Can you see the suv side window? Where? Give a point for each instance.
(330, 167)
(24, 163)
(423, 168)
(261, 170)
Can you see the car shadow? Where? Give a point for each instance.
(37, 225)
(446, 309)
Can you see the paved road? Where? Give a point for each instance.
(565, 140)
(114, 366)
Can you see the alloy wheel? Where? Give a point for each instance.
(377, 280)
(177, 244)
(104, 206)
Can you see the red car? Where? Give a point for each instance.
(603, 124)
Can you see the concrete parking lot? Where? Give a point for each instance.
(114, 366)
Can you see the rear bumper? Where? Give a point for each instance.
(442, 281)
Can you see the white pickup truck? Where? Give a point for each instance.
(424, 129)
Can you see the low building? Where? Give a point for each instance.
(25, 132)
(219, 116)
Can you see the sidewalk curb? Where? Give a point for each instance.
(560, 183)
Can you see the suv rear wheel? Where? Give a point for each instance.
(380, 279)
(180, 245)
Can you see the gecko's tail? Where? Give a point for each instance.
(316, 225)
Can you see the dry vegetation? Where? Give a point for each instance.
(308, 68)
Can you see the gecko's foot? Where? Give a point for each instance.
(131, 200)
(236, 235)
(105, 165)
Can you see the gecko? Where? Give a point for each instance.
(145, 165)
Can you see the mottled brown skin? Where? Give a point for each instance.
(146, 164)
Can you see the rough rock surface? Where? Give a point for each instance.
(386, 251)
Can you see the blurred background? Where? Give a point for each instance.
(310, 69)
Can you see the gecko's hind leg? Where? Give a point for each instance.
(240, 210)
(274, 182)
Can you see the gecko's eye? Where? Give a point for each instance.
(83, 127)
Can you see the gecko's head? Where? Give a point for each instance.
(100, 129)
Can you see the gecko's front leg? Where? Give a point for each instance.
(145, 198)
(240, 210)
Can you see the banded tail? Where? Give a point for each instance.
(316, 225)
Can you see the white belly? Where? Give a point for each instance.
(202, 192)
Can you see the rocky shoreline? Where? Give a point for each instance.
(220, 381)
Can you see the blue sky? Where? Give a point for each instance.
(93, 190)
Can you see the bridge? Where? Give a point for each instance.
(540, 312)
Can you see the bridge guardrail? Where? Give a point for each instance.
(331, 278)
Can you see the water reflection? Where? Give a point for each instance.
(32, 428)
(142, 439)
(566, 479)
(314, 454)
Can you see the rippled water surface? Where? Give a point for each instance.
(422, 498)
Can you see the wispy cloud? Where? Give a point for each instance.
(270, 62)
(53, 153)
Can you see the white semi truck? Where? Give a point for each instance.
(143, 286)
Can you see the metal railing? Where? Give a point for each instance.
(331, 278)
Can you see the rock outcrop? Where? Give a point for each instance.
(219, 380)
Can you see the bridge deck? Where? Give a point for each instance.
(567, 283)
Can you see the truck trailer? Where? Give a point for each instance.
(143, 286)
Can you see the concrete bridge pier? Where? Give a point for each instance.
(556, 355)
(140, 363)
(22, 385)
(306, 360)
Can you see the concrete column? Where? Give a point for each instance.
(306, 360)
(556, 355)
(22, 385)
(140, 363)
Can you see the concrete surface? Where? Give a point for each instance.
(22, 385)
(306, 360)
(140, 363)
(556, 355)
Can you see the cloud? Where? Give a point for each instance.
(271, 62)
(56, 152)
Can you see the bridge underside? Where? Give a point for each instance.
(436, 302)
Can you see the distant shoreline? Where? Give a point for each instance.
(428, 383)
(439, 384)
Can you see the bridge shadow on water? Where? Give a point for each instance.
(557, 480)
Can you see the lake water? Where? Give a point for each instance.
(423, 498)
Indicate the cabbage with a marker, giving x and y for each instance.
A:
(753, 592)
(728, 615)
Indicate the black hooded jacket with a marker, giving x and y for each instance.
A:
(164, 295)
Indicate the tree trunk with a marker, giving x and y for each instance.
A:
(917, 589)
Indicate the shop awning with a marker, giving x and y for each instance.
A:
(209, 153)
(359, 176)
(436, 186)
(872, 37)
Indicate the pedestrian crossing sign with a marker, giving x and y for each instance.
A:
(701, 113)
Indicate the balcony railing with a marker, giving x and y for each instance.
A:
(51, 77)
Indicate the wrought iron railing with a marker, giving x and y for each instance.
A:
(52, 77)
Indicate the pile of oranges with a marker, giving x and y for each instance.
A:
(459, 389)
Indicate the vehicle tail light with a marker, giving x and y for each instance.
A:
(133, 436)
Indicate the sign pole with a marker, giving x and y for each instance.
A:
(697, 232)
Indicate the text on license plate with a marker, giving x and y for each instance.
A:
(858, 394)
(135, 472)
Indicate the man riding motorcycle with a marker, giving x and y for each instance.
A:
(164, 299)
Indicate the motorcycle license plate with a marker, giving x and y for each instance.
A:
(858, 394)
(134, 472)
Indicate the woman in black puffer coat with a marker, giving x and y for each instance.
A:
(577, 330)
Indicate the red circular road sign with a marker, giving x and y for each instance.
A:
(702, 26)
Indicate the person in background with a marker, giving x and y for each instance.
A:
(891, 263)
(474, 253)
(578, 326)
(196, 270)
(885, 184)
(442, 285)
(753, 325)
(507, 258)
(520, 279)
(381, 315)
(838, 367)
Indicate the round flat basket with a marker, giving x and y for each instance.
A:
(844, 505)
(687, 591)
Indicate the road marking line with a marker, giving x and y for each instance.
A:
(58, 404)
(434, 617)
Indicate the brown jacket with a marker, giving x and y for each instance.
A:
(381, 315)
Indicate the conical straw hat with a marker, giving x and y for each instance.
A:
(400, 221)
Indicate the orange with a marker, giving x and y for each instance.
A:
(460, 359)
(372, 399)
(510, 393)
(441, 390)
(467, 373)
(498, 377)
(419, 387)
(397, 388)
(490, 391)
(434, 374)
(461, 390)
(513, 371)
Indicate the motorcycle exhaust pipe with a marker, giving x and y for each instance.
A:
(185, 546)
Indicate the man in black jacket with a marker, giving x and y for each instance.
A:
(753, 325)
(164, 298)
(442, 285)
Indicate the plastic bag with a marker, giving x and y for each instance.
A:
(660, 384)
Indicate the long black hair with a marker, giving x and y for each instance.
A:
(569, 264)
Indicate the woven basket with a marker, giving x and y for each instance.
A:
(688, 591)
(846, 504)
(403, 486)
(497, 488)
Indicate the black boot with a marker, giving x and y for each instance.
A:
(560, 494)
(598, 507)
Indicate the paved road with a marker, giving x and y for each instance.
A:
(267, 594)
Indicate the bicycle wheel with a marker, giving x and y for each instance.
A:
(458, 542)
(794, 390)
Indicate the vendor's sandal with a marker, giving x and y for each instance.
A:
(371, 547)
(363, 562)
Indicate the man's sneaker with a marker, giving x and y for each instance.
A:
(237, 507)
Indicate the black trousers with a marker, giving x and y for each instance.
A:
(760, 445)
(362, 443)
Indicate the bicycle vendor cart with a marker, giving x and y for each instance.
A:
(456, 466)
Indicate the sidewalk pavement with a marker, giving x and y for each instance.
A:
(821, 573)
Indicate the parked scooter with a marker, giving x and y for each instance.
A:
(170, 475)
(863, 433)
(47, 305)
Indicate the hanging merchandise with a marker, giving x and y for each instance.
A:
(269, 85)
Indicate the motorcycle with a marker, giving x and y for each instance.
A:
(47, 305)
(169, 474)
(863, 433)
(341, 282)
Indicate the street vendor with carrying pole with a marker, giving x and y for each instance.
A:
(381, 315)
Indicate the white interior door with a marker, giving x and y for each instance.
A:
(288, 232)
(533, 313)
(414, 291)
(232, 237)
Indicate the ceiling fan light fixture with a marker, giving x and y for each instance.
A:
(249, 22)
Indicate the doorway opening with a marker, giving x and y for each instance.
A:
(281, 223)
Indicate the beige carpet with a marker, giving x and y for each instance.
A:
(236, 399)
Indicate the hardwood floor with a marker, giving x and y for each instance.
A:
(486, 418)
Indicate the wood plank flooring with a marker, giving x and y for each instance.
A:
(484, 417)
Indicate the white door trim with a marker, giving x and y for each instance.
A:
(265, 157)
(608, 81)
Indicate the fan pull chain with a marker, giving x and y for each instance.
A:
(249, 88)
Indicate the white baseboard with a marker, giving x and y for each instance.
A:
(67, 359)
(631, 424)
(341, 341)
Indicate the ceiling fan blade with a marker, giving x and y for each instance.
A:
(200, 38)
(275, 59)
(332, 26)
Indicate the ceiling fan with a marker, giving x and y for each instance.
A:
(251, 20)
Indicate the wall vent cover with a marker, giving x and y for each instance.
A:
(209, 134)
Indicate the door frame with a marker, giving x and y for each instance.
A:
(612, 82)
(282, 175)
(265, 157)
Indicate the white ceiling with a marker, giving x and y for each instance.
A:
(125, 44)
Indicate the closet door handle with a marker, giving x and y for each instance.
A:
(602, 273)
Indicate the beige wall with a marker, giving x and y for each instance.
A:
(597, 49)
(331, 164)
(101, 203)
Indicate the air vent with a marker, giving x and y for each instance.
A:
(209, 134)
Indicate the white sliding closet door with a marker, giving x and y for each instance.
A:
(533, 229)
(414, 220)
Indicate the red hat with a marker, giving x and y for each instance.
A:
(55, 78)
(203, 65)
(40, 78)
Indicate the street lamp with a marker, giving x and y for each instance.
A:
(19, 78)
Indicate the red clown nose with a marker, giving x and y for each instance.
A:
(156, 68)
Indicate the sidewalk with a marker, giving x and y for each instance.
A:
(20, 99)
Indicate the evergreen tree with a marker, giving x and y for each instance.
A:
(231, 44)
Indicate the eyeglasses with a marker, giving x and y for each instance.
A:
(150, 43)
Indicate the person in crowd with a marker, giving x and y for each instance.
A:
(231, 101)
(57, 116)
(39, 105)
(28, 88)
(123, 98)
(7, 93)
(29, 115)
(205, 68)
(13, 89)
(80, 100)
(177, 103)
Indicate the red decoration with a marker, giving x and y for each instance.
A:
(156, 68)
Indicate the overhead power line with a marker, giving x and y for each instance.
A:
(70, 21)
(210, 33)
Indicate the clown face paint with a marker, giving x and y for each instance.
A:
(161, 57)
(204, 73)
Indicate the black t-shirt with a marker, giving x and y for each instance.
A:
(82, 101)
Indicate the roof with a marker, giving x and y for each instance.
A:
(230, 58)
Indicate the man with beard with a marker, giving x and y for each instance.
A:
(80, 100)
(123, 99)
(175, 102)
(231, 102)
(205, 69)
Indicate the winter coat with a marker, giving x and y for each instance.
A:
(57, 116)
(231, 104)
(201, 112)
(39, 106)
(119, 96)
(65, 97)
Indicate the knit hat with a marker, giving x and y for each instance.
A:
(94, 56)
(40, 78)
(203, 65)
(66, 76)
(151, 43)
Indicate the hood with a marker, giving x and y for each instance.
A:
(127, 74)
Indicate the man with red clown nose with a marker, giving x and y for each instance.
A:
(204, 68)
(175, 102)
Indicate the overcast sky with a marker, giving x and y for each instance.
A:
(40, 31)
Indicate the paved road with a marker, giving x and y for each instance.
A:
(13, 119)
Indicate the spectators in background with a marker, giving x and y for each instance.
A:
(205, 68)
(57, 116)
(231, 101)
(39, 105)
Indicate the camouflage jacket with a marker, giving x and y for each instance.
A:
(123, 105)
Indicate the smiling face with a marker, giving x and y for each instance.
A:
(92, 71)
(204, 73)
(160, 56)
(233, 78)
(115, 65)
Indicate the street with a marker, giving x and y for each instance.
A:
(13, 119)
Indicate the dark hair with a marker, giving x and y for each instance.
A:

# # #

WORK TO COMPLETE —
The required output is every line above from the one with "Indicate the street vendor" down to the one with "Indicate the white door", restated word for word, ends included.

YOUR SOLUTION —
Indicate the street vendor with carrying pole with a marker, giving x and y for each instance.
A:
(381, 315)
Indicate the white interior door with a marker, giving x and y for each instance.
A:
(288, 232)
(533, 313)
(414, 291)
(232, 237)
Indicate the ceiling fan light fixture with a marker, giving x and y for each instance.
A:
(249, 22)
Indicate the doorway opening with a marker, giving x and y for each instance.
A:
(281, 223)
Indicate the beige carpet with a marker, giving x and y for each instance.
A:
(236, 399)
Indicate the hardwood floor with a marker, giving x and y for each instance.
A:
(486, 418)
Indicate the wood plank flooring with a marker, giving x and y for each instance.
A:
(484, 417)
Indicate the white door trim with a marker, giving x and y for each instance.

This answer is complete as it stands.